### Job a
From the listing below, output everything from its first line down to the line containing "(115, 174), (194, 256)", both ends included, reproducing each line verbatim.

___ Document extract

We close the application's access at this point in order to transfer the last records that have not been transferred:

SET IDENTITY_INSERT pelatis_temp ON
INSERT INTO pelatis_Temp(id,onoma,epitheto,create_dr)
SELECT * FROM pelatis p
where  not exists (select * from pelatis_temp t where p.id = t.id)

We rename the tables:

exec sp_rename 'pelatis','pelatis_old'

exec sp_rename 'pelatis_temp','pelatis'

How to see what is contained in each partition

Before restoring the application, let's see how the separation has been done with the following query:

SELECT distinct
       p.object_id,
       o.name AS table_name,
       p.partition_number,
       p.rows,
       au.total_pages,
       au.total_pages / 128 AS total_size_mb,
       au.type_desc,
       p.data_compression_desc,
       g.name AS [filegroup_name],
       RVL.value AS left_range_boundary,
       RVR.value AS right_range_boundary
       --PF.[name], RV.boundary_id, RV.[value]
FROM sys.partitions AS p (nolock)

______

### Job b
In the SQL table partitioning extract above, what new name is given to the table pelatis?

___ Records

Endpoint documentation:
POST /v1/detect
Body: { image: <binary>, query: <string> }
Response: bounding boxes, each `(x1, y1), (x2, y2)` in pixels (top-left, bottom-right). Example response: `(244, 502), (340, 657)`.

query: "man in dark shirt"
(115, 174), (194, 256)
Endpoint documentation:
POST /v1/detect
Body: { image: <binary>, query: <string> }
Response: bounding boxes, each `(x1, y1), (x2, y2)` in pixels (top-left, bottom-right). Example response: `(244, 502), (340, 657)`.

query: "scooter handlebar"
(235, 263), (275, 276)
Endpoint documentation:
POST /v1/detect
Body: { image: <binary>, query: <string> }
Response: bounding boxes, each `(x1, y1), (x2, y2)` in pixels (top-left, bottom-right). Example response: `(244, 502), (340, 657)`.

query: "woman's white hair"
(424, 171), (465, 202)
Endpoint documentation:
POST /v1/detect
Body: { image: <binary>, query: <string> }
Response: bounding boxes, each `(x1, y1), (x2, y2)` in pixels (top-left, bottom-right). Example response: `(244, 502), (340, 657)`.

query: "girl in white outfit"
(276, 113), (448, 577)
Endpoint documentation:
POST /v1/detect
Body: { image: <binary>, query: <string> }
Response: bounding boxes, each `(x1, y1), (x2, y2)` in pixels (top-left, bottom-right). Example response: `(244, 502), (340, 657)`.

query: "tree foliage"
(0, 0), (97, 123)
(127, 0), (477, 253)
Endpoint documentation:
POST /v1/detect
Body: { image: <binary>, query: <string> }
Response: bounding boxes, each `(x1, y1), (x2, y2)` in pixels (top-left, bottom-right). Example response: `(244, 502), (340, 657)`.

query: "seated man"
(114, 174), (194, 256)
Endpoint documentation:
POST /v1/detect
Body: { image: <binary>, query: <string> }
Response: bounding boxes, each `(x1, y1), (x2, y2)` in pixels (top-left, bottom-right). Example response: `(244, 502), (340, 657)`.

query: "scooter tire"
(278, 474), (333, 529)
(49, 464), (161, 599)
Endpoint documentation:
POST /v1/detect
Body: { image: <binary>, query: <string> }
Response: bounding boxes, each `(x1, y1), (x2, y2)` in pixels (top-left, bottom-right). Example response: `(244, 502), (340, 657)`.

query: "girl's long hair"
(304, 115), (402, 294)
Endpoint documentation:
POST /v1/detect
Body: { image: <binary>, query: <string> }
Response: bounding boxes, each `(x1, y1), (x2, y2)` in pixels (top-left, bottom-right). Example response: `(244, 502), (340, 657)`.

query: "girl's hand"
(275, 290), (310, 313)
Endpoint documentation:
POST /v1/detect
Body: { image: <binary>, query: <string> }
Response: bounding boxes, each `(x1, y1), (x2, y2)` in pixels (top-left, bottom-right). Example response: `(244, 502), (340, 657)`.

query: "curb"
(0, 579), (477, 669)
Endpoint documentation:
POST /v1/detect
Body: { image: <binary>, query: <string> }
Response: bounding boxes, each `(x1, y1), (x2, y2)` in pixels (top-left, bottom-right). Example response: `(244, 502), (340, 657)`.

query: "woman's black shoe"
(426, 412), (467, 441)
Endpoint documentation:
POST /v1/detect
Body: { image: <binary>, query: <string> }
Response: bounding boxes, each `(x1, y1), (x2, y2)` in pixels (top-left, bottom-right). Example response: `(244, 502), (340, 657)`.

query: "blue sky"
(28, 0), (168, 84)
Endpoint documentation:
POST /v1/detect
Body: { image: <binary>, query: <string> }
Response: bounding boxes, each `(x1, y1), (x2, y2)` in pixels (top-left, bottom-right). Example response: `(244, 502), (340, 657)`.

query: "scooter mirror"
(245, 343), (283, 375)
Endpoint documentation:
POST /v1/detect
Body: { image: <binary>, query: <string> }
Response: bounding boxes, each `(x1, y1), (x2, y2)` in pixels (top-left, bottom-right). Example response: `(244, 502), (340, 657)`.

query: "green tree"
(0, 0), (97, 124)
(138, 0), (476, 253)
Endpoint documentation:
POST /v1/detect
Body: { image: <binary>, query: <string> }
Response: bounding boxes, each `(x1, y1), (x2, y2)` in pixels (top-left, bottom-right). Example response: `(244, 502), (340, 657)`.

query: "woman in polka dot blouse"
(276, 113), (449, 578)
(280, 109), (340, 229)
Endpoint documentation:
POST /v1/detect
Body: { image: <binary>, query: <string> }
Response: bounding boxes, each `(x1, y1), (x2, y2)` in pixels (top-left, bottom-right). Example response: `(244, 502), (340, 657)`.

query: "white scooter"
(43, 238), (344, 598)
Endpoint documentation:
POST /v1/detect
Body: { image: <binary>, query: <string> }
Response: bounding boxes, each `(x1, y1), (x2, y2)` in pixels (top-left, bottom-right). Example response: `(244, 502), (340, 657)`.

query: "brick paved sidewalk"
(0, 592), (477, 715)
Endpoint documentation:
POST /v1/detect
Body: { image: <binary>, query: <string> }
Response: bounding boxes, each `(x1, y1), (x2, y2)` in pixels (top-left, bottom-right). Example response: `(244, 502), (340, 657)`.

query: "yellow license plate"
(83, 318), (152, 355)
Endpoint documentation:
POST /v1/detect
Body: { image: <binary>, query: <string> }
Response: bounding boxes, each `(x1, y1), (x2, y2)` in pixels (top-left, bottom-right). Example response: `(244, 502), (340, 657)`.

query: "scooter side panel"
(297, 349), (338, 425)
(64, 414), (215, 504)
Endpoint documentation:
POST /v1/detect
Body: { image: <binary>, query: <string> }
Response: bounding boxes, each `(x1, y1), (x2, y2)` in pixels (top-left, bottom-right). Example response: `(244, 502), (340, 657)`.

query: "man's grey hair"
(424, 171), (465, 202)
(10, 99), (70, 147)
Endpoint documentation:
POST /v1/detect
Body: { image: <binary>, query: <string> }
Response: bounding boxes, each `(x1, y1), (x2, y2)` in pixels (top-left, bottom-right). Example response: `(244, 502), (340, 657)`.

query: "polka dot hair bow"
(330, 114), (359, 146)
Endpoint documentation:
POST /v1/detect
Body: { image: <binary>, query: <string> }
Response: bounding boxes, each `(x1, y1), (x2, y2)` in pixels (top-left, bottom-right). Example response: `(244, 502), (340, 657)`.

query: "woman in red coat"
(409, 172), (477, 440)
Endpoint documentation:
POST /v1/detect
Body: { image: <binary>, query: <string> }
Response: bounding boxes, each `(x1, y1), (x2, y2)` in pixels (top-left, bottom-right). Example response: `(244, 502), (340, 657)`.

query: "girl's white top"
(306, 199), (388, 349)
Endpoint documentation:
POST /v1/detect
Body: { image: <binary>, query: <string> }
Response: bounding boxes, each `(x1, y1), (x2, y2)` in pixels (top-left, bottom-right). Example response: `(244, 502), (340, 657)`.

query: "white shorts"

______

### Worked solution a
Endpoint documentation:
POST /v1/detect
Body: { image: <binary>, query: <string> }
Response: bounding boxes, each `(x1, y1), (x2, y2)` in pixels (top-left, bottom-right). Example response: `(244, 502), (340, 657)`.

query: "man in dark shirt"
(115, 174), (194, 256)

### Worked solution b
It is renamed pelatis_old.